Print out the entries, word for word.
⟨
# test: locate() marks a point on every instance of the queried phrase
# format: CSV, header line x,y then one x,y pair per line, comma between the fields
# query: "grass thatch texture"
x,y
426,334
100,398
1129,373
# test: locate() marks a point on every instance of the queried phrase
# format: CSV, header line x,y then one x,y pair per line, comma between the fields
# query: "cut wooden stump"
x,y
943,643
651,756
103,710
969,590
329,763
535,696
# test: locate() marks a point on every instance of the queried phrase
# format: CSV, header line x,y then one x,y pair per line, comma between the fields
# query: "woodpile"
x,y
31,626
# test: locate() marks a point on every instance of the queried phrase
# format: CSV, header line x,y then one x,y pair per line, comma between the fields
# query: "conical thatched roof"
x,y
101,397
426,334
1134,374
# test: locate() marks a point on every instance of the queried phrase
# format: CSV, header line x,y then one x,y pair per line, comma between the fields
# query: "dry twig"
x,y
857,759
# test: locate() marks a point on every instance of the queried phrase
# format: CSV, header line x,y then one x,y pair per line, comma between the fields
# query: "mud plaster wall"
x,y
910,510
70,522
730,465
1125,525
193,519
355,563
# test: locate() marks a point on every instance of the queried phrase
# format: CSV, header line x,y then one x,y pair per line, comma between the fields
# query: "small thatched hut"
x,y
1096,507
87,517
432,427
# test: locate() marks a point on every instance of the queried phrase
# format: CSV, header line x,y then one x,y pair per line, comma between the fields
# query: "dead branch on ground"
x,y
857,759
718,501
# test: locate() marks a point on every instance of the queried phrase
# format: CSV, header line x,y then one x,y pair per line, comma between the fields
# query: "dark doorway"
⟩
— RESPONSE TO THE TASK —
# test: locate() marks a point on every instance of the queried phrase
# format: CSV, header line x,y then one x,y pair per line, comma between the fields
# query: "grass thatch texture"
x,y
426,334
100,398
1129,373
# test: locate() marks a point on every instance of the queried phrase
# format: CSV, header line x,y then one x,y pair per line, comma between the fields
# query: "cut wooden stump"
x,y
943,643
651,756
103,710
969,590
329,763
535,696
# test: locate() marks a point on every instance of the queried phrase
# format: CSV, header line x,y then one x,y pair per line, comma between the fields
# query: "woodpile"
x,y
31,626
# test: locate() marks a point on every instance of the queried phrase
# format: CSV, header line x,y then one x,y pair per line, comma between the fields
# query: "conical thatched roof"
x,y
101,397
426,334
1134,374
# test: locate() marks a point on every instance of the queried phrase
# format: CSV, header line x,y then one x,y pair per line, comma between the fields
# query: "dry twig"
x,y
857,759
# test: locate() marks a point on every instance of the queried phrase
# format: CSV, header line x,y then one x,y pair per line, comma between the fields
# query: "mud plaster wall"
x,y
910,510
70,522
730,465
1125,525
193,519
355,563
# test: locate() marks a point on every instance of the queried phrase
# format: CSV, header line x,y then one x,y pair per line, comma between the fields
# query: "small thatched hut"
x,y
1096,507
87,517
432,427
# test: locate() marks a point on every instance of the queried phrase
# format: CSV, header line x,y then one x,y pair per line, comma between the fields
# query: "dead branch on ground"
x,y
857,759
718,501
# test: locate() marks a point on every instance of the queried phrase
# format: CSV, header line x,y then one x,y pair per line, comma between the fields
# query: "dark doorway"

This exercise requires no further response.